**Vorgegebener Textauszug:**
────

A. Sie begründeten Ihre Beanstandung wie folgt:
„Am 07. November 2017, haben 400 Pflegefachpersonen, im Auftrag der Bürgerinnen und Bürger, weit über 100`000 Unterschriften der Volksinitiative ‚Für eine starke Pflege‘ der Bundesverwaltung übergeben. Patientensicherheit ist das Kernanliegen und die Sorge darum ist in der Bevölkerung real. Massgebende Persönlichkeiten und Organisationen gehören dem Initiativkomitee an. Sie stehen hinter den Initiativzielen. Sie kennen die Realität im Gesundheitswesen und den dringenden Pflegebedarf. Sie unterstützen die Initiative, weil im nationalen Parlament bereits eine Motion und eine parlamentarische Initiative zum Thema kein Gehör fand.
Professionelle Pflegelistungen sind ein massgebender Teil des Service public in unserem Land. Ohne sie geht im Gesundheitswesen nichts. Die Initiative ist demzufolge auch von nationaler Bedeutung. Umso erstaunlicher ist es, dass das Schweizer Fernsehen, am genannten Datum, in den Informationssendungen Schweiz aktuell, Tageschau und 10 vor 10 nicht auf dieses nationale Thema einging. Es muss schon gewichtige Gründe oder ein starkes Lobbying geben, dass ein öffentlich-rechtlicher Sender das Trabi-Jubiläum über ein nationales Pflegethema stellt. Demokratie bedeutet, dass Bürgerinnen und Bürger ihre eigene Meinung, allenfalls auch kämpferisch vertreten können. Das haben sie mit ihren Unterschriften getan. Sie haben den Verfassungsweg unterstützt und sie erwarten nun eine konsequente Umsetzung. Ich erwarte, dass das Fernsehen in nächster Zeit ein Sendegefäss findet um fundiert auf dieses versäumte Thema einzugehen.

────

**Datenauszüge:**

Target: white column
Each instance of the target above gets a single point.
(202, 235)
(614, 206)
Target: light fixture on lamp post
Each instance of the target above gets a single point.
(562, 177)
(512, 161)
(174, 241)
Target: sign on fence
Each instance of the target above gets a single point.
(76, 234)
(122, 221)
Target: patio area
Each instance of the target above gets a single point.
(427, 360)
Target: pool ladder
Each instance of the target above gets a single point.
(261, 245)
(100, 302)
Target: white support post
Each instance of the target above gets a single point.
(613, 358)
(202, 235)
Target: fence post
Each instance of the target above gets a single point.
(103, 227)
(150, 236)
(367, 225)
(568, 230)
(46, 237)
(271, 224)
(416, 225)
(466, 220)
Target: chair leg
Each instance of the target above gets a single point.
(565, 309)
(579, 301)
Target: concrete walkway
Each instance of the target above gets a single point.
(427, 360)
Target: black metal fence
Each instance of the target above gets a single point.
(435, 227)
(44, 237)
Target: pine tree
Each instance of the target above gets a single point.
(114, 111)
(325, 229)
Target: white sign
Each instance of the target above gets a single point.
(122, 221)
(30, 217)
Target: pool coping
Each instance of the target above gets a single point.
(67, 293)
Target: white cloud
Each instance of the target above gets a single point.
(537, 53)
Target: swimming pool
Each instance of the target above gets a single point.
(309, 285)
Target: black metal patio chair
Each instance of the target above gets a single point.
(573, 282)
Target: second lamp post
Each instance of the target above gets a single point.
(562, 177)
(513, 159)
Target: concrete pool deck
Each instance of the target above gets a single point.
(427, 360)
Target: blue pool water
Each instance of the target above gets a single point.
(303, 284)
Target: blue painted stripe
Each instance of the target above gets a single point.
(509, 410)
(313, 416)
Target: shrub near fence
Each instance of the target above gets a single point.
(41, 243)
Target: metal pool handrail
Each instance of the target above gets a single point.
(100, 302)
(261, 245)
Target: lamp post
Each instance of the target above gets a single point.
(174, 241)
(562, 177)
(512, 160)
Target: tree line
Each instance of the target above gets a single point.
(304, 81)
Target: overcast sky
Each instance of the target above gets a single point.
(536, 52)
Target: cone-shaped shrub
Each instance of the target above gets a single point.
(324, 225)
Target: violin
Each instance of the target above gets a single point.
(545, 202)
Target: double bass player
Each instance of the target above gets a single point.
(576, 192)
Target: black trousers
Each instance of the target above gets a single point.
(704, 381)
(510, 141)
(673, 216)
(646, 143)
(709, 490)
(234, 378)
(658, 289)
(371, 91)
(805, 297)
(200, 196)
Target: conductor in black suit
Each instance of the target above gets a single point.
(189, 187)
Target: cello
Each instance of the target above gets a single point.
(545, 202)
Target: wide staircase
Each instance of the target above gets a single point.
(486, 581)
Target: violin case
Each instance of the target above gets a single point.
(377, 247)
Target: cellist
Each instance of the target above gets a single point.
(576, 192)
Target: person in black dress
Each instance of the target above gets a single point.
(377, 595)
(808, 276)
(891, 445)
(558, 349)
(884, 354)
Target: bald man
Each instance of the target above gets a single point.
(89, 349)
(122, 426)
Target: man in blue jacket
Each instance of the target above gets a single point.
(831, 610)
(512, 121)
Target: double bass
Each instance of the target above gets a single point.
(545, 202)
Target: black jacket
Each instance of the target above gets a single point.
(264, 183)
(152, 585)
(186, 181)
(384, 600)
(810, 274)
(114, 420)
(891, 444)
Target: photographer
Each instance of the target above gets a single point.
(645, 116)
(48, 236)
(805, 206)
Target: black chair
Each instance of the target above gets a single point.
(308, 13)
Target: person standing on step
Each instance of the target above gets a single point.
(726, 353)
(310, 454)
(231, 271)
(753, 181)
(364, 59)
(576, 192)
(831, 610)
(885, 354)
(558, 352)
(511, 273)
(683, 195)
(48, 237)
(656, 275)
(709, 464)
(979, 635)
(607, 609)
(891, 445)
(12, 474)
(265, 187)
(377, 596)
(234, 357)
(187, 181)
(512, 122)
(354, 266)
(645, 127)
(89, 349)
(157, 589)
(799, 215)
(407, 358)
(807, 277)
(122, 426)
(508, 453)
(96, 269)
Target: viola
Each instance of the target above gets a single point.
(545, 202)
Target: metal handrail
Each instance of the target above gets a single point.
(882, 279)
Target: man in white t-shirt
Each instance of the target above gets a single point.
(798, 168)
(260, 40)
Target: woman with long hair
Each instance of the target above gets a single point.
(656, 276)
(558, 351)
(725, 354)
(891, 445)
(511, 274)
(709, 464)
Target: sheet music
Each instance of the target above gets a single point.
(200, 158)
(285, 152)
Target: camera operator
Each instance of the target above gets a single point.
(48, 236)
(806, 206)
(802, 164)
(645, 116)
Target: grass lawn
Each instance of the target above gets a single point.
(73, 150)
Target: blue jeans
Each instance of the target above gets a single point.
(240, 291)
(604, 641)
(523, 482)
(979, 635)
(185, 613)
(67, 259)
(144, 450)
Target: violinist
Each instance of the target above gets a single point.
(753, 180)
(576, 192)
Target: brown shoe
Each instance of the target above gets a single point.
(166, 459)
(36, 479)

────

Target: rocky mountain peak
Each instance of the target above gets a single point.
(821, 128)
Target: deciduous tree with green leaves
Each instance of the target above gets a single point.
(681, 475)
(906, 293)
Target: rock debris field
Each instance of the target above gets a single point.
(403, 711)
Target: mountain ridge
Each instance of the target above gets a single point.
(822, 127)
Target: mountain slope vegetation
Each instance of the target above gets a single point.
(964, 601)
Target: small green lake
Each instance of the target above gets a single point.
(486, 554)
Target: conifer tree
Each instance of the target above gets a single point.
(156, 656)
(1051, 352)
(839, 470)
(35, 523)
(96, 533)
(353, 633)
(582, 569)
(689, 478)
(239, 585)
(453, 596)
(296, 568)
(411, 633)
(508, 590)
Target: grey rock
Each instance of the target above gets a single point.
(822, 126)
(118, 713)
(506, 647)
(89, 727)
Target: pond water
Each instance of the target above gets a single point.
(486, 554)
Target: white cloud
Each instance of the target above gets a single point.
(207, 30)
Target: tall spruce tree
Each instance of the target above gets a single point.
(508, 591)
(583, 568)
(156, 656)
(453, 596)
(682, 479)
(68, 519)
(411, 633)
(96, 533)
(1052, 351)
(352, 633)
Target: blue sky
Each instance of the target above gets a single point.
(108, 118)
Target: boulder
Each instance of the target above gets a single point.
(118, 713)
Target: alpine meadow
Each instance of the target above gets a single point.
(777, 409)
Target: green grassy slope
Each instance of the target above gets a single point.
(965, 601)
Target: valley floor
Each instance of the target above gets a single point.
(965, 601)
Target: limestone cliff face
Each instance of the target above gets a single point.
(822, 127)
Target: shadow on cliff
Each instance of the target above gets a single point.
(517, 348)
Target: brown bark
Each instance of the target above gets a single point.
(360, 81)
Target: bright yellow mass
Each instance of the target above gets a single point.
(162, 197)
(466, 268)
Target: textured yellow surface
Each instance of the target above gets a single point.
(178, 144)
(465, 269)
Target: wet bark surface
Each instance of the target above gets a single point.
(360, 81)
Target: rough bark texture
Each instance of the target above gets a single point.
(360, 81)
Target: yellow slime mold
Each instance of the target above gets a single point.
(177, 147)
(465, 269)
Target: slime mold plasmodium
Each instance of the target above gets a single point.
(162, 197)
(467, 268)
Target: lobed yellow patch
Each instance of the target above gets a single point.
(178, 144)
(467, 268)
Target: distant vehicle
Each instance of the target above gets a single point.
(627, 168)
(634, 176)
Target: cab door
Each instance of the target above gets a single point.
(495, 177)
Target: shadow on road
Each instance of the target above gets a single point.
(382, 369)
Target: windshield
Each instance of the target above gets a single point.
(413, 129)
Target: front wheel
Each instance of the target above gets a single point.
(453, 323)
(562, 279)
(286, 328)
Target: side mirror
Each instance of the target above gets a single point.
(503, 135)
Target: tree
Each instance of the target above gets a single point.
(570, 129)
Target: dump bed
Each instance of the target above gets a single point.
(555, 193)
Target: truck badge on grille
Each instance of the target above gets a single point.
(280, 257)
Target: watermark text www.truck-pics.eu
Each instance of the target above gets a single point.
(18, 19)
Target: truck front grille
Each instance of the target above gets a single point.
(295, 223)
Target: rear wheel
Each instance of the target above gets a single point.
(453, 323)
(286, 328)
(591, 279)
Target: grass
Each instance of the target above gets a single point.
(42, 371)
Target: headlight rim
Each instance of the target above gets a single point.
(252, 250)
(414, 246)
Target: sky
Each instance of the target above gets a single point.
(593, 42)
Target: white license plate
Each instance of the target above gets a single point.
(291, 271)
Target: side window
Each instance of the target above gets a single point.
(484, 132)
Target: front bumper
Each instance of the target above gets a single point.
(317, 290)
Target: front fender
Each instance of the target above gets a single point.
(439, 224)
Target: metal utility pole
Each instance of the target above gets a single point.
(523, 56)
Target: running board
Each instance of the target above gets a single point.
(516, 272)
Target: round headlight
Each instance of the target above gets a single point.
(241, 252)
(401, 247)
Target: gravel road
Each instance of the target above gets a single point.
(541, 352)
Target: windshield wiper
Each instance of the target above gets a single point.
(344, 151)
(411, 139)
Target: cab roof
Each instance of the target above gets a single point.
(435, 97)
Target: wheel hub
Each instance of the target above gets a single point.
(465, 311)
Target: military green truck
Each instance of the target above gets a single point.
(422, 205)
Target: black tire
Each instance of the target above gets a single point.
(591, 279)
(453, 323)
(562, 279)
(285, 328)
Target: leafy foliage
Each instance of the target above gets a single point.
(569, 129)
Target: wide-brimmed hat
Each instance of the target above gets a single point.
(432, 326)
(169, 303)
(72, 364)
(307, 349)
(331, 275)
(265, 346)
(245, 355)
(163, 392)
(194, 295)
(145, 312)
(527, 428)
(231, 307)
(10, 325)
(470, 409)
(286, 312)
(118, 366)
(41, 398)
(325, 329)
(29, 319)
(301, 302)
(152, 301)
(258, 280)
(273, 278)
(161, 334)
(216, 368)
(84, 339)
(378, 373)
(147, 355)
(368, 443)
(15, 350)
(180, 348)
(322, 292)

────

**Deine Aufgabe:** Schreibe aus dem Textauszug zur Pflegeinitiative den Abschnitt wortgetreu ab, der mit „A. Sie begründeten“ beginnt und mit „kein Gehör fand.“ endet.

**Ausgabe:**
A. Sie begründeten Ihre Beanstandung wie folgt:
„Am 07. November 2017, haben 400 Pflegefachpersonen, im Auftrag der Bürgerinnen und Bürger, weit über 100`000 Unterschriften der Volksinitiative ‚Für eine starke Pflege‘ der Bundesverwaltung übergeben. Patientensicherheit ist das Kernanliegen und die Sorge darum ist in der Bevölkerung real. Massgebende Persönlichkeiten und Organisationen gehören dem Initiativkomitee an. Sie stehen hinter den Initiativzielen. Sie kennen die Realität im Gesundheitswesen und den dringenden Pflegebedarf. Sie unterstützen die Initiative, weil im nationalen Parlament bereits eine Motion und eine parlamentarische Initiative zum Thema kein Gehör fand.